- _CHECK YOUR UNDERSTANDING_
**A)** In the passage on Medicare's trust funds, what two sources supply the SMI Fund?
**B)** Extend the passage on Medicare's HI and SMI trust funds, starting after its final sentence.

- _DOCUMENT SEGMENT_
******

The 1.45 percent that the government deducts from your paycheck — and also from your employer — is placed in the HI Fund to cover Part A services. This payroll tax provides the bulk of the money that flows into the HI Fund; that money is in turn used to cover Part A expenses. There is NO general funds monies.

Part B, which covers doctor appointments, is run by a separate trust fund, called the Supplemental Medical Insurance Trust Fund (SMI Fund). Enrollee premiums and funds from the general budget supply the SMI Fund, which then pays for Part B services.

The SMI Fund’s premiums and federal tax revenues are to be adjusted annually to cover the cost of Part B benefits; therefore, the fund cannot be overdrawn. Payments into the HI Fund, by contrast, are based on the number of workers paying into the system and are not adjusted each year, so the fund can become insolvent. HI Fund trustees meet annually to predict the fund’s solvency.

******

- _DATASET ENTRIES_

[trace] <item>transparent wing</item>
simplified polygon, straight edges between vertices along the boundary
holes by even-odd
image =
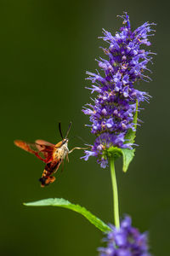
[[[37,142],[40,143],[37,143]],[[48,163],[53,160],[54,145],[50,143],[42,140],[37,140],[35,143],[30,143],[20,140],[16,140],[14,141],[14,144],[17,147],[35,154],[45,163]]]

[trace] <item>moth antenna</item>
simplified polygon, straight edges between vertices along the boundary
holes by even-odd
[[[64,140],[63,134],[62,134],[62,131],[61,131],[61,123],[60,122],[59,122],[59,131],[60,131],[62,140]]]
[[[68,137],[68,135],[69,135],[69,131],[70,131],[70,130],[71,130],[71,125],[72,125],[72,122],[70,122],[69,127],[68,127],[68,130],[67,130],[67,132],[66,132],[66,135],[65,135],[65,138],[67,138],[67,137]]]
[[[79,140],[81,140],[82,143],[84,143],[85,144],[88,144],[88,143],[87,142],[87,141],[85,141],[82,137],[80,137],[80,136],[74,136],[74,137],[72,137],[71,138],[70,138],[70,140],[71,139],[72,139],[72,138],[75,138],[75,137],[76,137],[76,138],[78,138]]]

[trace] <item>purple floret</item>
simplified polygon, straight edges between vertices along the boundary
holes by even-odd
[[[120,229],[110,225],[111,231],[105,241],[106,247],[99,247],[99,256],[151,256],[148,252],[147,233],[140,233],[132,226],[131,218],[126,216]]]
[[[83,158],[88,160],[90,155],[96,156],[104,168],[108,163],[104,151],[110,147],[132,149],[133,145],[126,140],[126,135],[130,129],[135,131],[136,103],[139,106],[150,97],[148,93],[135,89],[134,83],[150,80],[144,72],[150,71],[146,66],[151,62],[150,55],[153,53],[141,49],[141,46],[150,45],[148,37],[153,34],[148,33],[153,31],[150,27],[155,24],[145,22],[133,32],[127,13],[121,18],[124,26],[114,37],[103,30],[104,37],[100,38],[107,42],[109,47],[103,48],[108,60],[97,60],[101,73],[87,72],[87,79],[92,83],[92,87],[88,89],[92,94],[97,93],[97,96],[93,104],[84,107],[82,112],[89,115],[92,125],[88,126],[91,126],[96,140],[91,151],[85,151]]]

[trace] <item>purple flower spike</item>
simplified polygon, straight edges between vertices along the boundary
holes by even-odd
[[[99,247],[99,256],[151,256],[148,252],[147,233],[141,234],[131,224],[131,218],[126,216],[117,230],[110,225],[111,231],[105,241],[106,247]]]
[[[136,103],[149,101],[149,95],[134,89],[133,84],[150,79],[144,72],[150,71],[146,66],[151,61],[152,53],[141,46],[150,45],[148,37],[153,35],[149,33],[153,32],[151,26],[156,24],[145,22],[133,32],[127,13],[120,17],[123,19],[123,26],[114,37],[103,30],[104,37],[100,38],[107,42],[109,47],[103,49],[108,60],[97,61],[101,73],[87,72],[87,79],[92,83],[92,87],[88,89],[92,94],[97,93],[97,96],[93,104],[87,104],[89,108],[84,108],[82,111],[89,115],[92,125],[88,126],[96,140],[91,151],[85,151],[83,158],[87,160],[90,155],[96,156],[103,168],[108,164],[109,148],[132,149],[133,144],[126,139],[126,135],[129,129],[135,131]]]

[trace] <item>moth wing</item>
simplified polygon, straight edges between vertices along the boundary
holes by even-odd
[[[30,143],[20,140],[14,141],[14,144],[19,148],[35,154],[45,163],[48,163],[53,159],[54,145],[45,145],[43,143]]]

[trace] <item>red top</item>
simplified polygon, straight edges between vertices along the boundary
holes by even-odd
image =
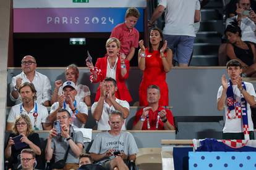
[[[130,95],[129,90],[126,86],[125,79],[128,78],[129,70],[130,69],[130,63],[128,60],[125,60],[125,64],[126,65],[127,73],[124,77],[122,77],[121,74],[121,62],[120,59],[118,57],[117,63],[116,65],[116,81],[117,86],[117,91],[116,92],[116,97],[122,100],[126,100],[130,102],[132,100],[132,97]],[[105,56],[102,58],[98,58],[95,64],[95,67],[101,70],[101,74],[97,74],[97,79],[93,83],[102,82],[106,78],[106,75],[107,71],[108,66],[108,56]],[[95,96],[95,102],[97,102],[100,97],[100,87],[98,87],[97,91]]]
[[[158,129],[156,129],[157,115],[158,114],[158,112],[162,110],[165,110],[165,111],[166,111],[166,118],[168,121],[171,125],[173,125],[173,126],[175,126],[174,121],[173,121],[173,113],[171,113],[171,110],[165,109],[161,107],[159,107],[158,109],[157,109],[155,111],[153,111],[151,109],[149,110],[148,118],[149,118],[149,121],[150,121],[150,129],[148,129],[147,119],[146,118],[145,120],[144,121],[144,123],[143,123],[142,130],[164,130],[164,126],[163,126],[163,123],[161,120],[161,118],[159,119],[159,121],[158,121]],[[140,117],[142,115],[142,112],[143,112],[143,108],[140,109],[136,113],[135,118],[134,121],[134,126],[137,124],[138,121],[140,121]]]
[[[147,89],[150,85],[156,85],[160,88],[161,97],[158,103],[160,106],[169,105],[169,91],[166,81],[166,72],[165,72],[162,59],[159,51],[153,51],[149,52],[148,49],[145,51],[145,68],[143,73],[142,81],[139,89],[140,105],[147,106]]]
[[[139,34],[136,28],[129,30],[125,23],[119,23],[112,30],[110,38],[114,37],[120,41],[121,49],[119,52],[127,55],[131,47],[137,48],[139,46]]]

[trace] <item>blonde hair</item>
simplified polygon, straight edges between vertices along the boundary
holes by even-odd
[[[20,120],[21,120],[22,119],[27,123],[27,129],[26,134],[27,134],[27,136],[28,136],[30,134],[33,132],[33,130],[32,129],[32,124],[31,123],[30,118],[28,117],[28,115],[24,115],[24,114],[21,114],[16,118],[16,119],[15,120],[15,123],[14,124],[14,126],[12,126],[12,132],[15,134],[19,134],[19,132],[18,132],[18,130],[17,129],[16,124],[18,123],[18,122]]]
[[[106,48],[108,45],[109,45],[109,44],[112,43],[113,42],[116,42],[116,46],[117,46],[117,47],[119,49],[120,49],[120,41],[119,41],[119,40],[118,39],[117,39],[116,38],[113,38],[113,37],[110,38],[107,40],[107,41],[106,42]]]

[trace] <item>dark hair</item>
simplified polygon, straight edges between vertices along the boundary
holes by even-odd
[[[60,110],[59,110],[58,111],[57,111],[57,113],[61,113],[61,112],[66,112],[67,113],[67,116],[70,118],[70,117],[71,117],[71,116],[70,116],[70,113],[69,113],[69,111],[67,110],[66,110],[66,108],[61,108]]]
[[[152,84],[152,85],[149,86],[148,87],[148,88],[147,89],[147,91],[148,91],[148,90],[149,89],[156,89],[156,90],[158,91],[159,94],[160,94],[160,88],[159,88],[159,87],[158,86],[156,86],[156,85]]]
[[[153,30],[156,30],[156,31],[158,31],[159,32],[159,33],[160,34],[161,38],[162,39],[162,40],[160,41],[160,42],[159,44],[158,51],[160,51],[161,49],[161,48],[163,47],[163,44],[164,44],[164,37],[163,37],[163,32],[162,32],[162,31],[160,29],[159,29],[157,27],[153,28],[149,31],[149,33],[148,33],[148,39],[150,39],[150,38],[151,31],[152,31]],[[148,41],[148,51],[149,51],[150,52],[153,52],[152,44],[151,44],[150,41]]]
[[[78,79],[78,75],[79,74],[79,70],[78,69],[77,65],[76,65],[74,63],[69,65],[65,70],[65,73],[66,73],[66,71],[67,71],[67,69],[69,69],[69,68],[72,68],[72,69],[75,70],[75,76],[77,77],[77,79]],[[75,83],[75,82],[74,82],[74,83]]]
[[[82,158],[89,158],[90,161],[91,161],[91,163],[93,163],[93,160],[92,158],[91,155],[90,155],[90,154],[85,153],[80,154],[80,155],[79,155],[79,162],[80,162],[80,160]]]
[[[116,81],[112,78],[106,78],[104,79],[104,81],[112,81],[114,84],[114,86],[115,87],[117,86]]]
[[[229,67],[240,67],[240,68],[242,68],[241,63],[239,62],[239,61],[238,61],[236,59],[233,59],[233,60],[231,60],[229,61],[227,63],[226,66],[227,66],[227,68]]]
[[[33,99],[35,100],[36,100],[36,90],[35,88],[34,84],[32,83],[29,82],[25,82],[20,84],[20,86],[19,87],[19,92],[20,93],[20,90],[23,87],[25,86],[28,86],[30,87],[31,91],[32,92],[35,93],[35,95],[33,97]]]
[[[140,16],[140,14],[137,8],[130,7],[126,10],[125,18],[126,18],[127,17],[130,17],[130,16],[134,17],[135,18],[139,18]]]
[[[224,33],[226,34],[227,32],[231,32],[234,34],[238,33],[238,35],[242,37],[242,31],[240,27],[238,26],[238,22],[236,20],[234,20],[231,24],[227,26]]]
[[[34,151],[31,148],[23,149],[22,150],[22,152],[20,152],[20,153],[30,153],[30,154],[32,155],[33,158],[35,158],[35,153]]]

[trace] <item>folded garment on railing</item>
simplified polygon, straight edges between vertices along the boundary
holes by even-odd
[[[256,152],[256,140],[193,139],[196,152]]]
[[[75,131],[80,131],[83,133],[83,143],[92,141],[92,129],[87,128],[74,128]]]

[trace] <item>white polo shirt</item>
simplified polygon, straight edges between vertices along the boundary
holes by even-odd
[[[56,110],[56,109],[59,108],[59,102],[53,103],[53,105],[51,107],[50,114],[54,112],[55,110]],[[85,114],[88,115],[88,107],[84,102],[79,102],[79,105],[77,106],[75,106],[75,107],[77,108],[78,111],[80,112],[81,114]],[[74,116],[72,115],[73,111],[72,111],[71,108],[69,108],[69,105],[66,105],[66,109],[69,111],[71,117]],[[77,118],[75,116],[74,117],[74,128],[83,128],[85,127],[85,124],[82,123],[78,118]]]
[[[126,100],[121,100],[116,98],[116,102],[123,107],[127,108],[128,110],[130,109],[129,103]],[[95,108],[97,106],[98,102],[95,102],[92,106],[92,114],[93,115]],[[115,111],[113,105],[109,107],[109,105],[105,102],[104,100],[103,109],[102,110],[101,118],[98,122],[98,130],[105,131],[110,130],[110,126],[108,124],[109,114],[113,111]],[[122,126],[122,130],[126,130],[126,119],[124,119],[124,123]]]
[[[20,95],[19,95],[17,99],[14,99],[12,95],[12,91],[14,90],[14,86],[16,85],[16,79],[18,78],[22,79],[22,83],[25,82],[30,82],[34,84],[35,88],[36,90],[36,102],[41,105],[45,101],[51,100],[51,86],[49,78],[46,76],[35,71],[35,77],[32,82],[30,82],[27,78],[27,76],[24,72],[22,71],[20,74],[13,77],[10,84],[11,100],[15,102],[15,104],[19,104],[22,102]]]
[[[38,116],[36,117],[36,127],[38,128],[39,130],[43,130],[42,123],[49,123],[48,118],[48,111],[47,108],[37,103],[37,113]],[[21,106],[21,108],[20,108]],[[33,116],[33,113],[35,113],[35,107],[34,108],[30,110],[29,113],[27,112],[27,111],[23,107],[22,103],[20,103],[16,105],[15,106],[12,107],[11,108],[10,112],[9,113],[8,119],[7,120],[7,123],[15,123],[15,120],[16,118],[20,115],[20,114],[25,114],[28,116],[30,118],[31,123],[32,124],[32,127],[34,127],[35,124],[35,117]]]

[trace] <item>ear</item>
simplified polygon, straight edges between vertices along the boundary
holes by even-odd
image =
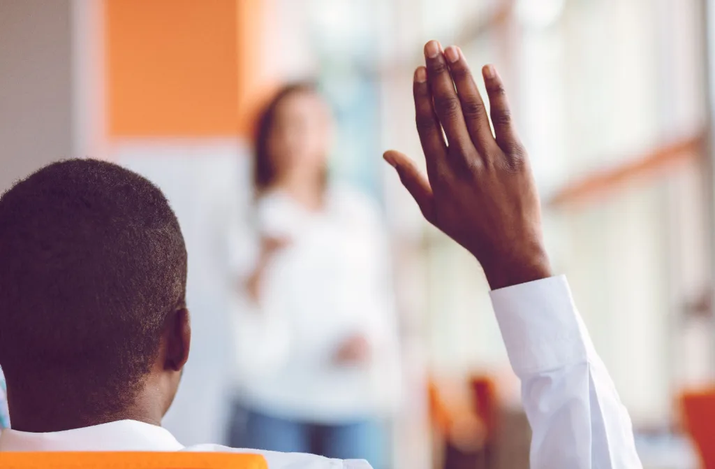
[[[189,359],[191,347],[191,321],[189,310],[183,308],[170,315],[167,323],[167,351],[164,368],[179,372]]]

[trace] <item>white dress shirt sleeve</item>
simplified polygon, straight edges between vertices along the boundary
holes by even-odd
[[[532,469],[641,468],[628,412],[557,276],[491,292],[532,429]]]

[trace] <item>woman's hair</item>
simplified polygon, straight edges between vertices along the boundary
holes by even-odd
[[[302,93],[317,94],[312,82],[296,82],[283,86],[261,111],[255,128],[255,160],[253,165],[253,185],[257,195],[275,181],[278,168],[268,151],[268,142],[275,123],[276,110],[287,97]]]

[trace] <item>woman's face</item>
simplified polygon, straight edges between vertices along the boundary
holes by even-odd
[[[299,92],[278,104],[268,138],[268,152],[279,175],[322,172],[330,146],[330,111],[316,93]]]

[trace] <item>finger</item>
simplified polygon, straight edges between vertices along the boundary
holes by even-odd
[[[415,95],[415,119],[420,142],[425,153],[427,174],[433,178],[437,174],[437,166],[447,158],[447,144],[442,135],[442,127],[432,104],[432,93],[427,83],[427,69],[418,67],[415,71],[413,87]]]
[[[454,89],[447,60],[439,42],[430,41],[425,45],[425,58],[435,112],[445,130],[447,143],[450,146],[455,145],[460,150],[466,150],[472,145],[471,138],[464,122],[462,106]]]
[[[511,111],[504,84],[493,65],[485,65],[482,69],[482,74],[487,95],[489,96],[494,136],[499,147],[508,154],[510,150],[520,145],[520,142],[511,119]]]
[[[472,72],[459,47],[450,46],[445,50],[450,70],[462,105],[462,113],[472,141],[483,150],[493,145],[494,136],[489,125],[489,117],[482,95],[472,76]],[[483,152],[482,153],[483,154]]]
[[[393,150],[385,152],[383,158],[397,170],[403,185],[417,202],[427,221],[433,223],[435,211],[432,188],[414,162],[405,155]]]

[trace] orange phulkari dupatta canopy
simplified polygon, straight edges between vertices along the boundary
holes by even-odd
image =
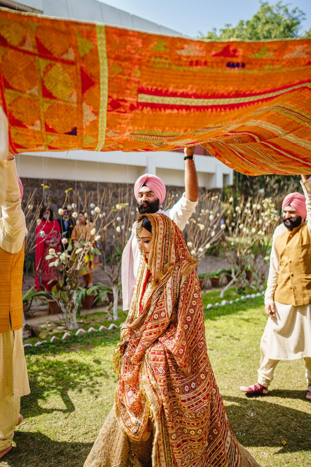
[[[245,173],[310,172],[311,87],[310,39],[205,42],[0,10],[15,153],[199,143]]]

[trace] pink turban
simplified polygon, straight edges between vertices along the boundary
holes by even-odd
[[[20,185],[20,191],[21,192],[21,199],[23,199],[23,195],[24,194],[24,187],[23,186],[23,184],[21,183],[21,180],[19,176],[17,176],[17,178],[18,178],[18,184]]]
[[[303,195],[297,191],[289,193],[284,198],[282,204],[282,211],[284,211],[284,208],[289,205],[290,205],[291,207],[297,211],[303,219],[305,219],[307,217],[307,208],[305,207],[305,198]]]
[[[134,185],[134,194],[136,199],[138,199],[138,194],[143,185],[148,186],[157,195],[160,204],[162,204],[165,199],[166,189],[161,179],[152,174],[144,174],[138,178]]]

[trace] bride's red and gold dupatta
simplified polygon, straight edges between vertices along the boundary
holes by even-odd
[[[85,466],[258,467],[233,436],[207,356],[197,262],[172,220],[138,223],[146,217],[152,245],[121,329],[115,404]]]

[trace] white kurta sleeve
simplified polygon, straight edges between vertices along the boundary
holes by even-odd
[[[275,242],[276,237],[282,234],[286,227],[283,224],[281,224],[276,228],[272,237],[272,245],[270,254],[270,265],[269,266],[269,273],[267,281],[267,288],[264,294],[265,304],[269,301],[273,300],[274,292],[276,288],[277,278],[279,275],[279,255],[277,250],[276,248]]]
[[[0,106],[0,204],[4,199],[7,187],[7,178],[3,161],[8,154],[8,126],[7,119]]]
[[[174,221],[180,230],[183,230],[186,227],[187,221],[190,219],[198,204],[198,201],[191,201],[187,199],[184,195],[185,193],[173,207],[166,211],[164,213]]]
[[[7,186],[4,200],[1,205],[0,246],[10,253],[17,253],[23,246],[27,230],[25,215],[21,210],[20,185],[15,160],[4,163]]]
[[[309,231],[311,235],[311,177],[307,178],[305,182],[300,182],[304,194],[305,196],[305,205],[307,208],[307,218],[306,219]]]

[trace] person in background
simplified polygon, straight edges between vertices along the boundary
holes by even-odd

******

- _REPLIES_
**A)** Enrollee premiums and funds from the general budget.

**B)**
But while SMI can not be overdrawn, the Congress can – if it wishes – not force an increase in Part B (or Part D) costs paid by the Medicare beneficiary by paying for some of those costs

http://www.cms.hhs.gov/ReportsTrustFunds/downloads/tr2011.pdf

From the above we see that in 2010 the Congress voted to fund Part B with $163.5 Billion and to fund Part D with $51.1 billion out of costs of $212.9 billion for Part B and $62.0 billion for part D.

If the point is that Congress votes funds into the Medicare Part B & D – but not Hospital (A) system from General Funds that is true.

And indeed transfers from the general fund are an important source of financing for the SMI trust fund and are currently 1.5 percent of GDP and would increase to an estimated 3.0 percent in 2085 if we refuse to go to single payer with the Maryland Medicare waiver that forces all to accept the same price for a given service.